» **EXERCISE**
Word for word, copy the line containing "of the asphalt" and each line after it in the records below, ending with the last line.

Saved entries:
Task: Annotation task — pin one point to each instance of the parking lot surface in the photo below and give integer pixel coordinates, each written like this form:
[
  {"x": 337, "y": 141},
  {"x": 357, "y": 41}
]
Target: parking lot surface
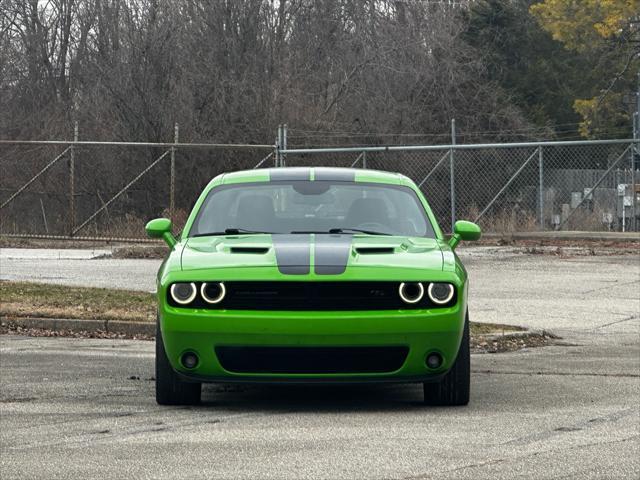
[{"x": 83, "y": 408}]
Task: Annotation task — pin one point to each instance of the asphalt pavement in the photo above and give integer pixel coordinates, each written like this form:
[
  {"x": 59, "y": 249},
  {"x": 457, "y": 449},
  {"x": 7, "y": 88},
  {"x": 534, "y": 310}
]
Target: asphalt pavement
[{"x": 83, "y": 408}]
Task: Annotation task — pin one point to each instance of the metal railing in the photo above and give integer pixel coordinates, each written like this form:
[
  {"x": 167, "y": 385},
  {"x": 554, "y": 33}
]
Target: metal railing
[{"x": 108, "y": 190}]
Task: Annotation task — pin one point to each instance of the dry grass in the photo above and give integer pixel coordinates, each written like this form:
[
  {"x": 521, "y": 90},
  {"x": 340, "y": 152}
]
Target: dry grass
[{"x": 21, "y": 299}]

» **SOLUTION FOR THIS EXERCISE**
Task: Annotation task — pin one point to each instance of the asphalt pavement in the photo above and give integer pixel coordinates, each written like this form:
[
  {"x": 59, "y": 249},
  {"x": 457, "y": 449},
  {"x": 7, "y": 88},
  {"x": 534, "y": 310}
]
Target: asphalt pavement
[{"x": 83, "y": 408}]
Task: Annotation task — pin one point to each instance of the metal railing in the photo above and give integer pixel coordinates, each written like this form:
[
  {"x": 167, "y": 385},
  {"x": 554, "y": 33}
]
Target: metal railing
[{"x": 108, "y": 190}]
Task: Annotation task — pin one point to each instance of the dry grass in the photo above and give integer pixel coordinates, each written like this form:
[
  {"x": 521, "y": 90},
  {"x": 340, "y": 152}
]
Target: dry grass
[{"x": 21, "y": 299}]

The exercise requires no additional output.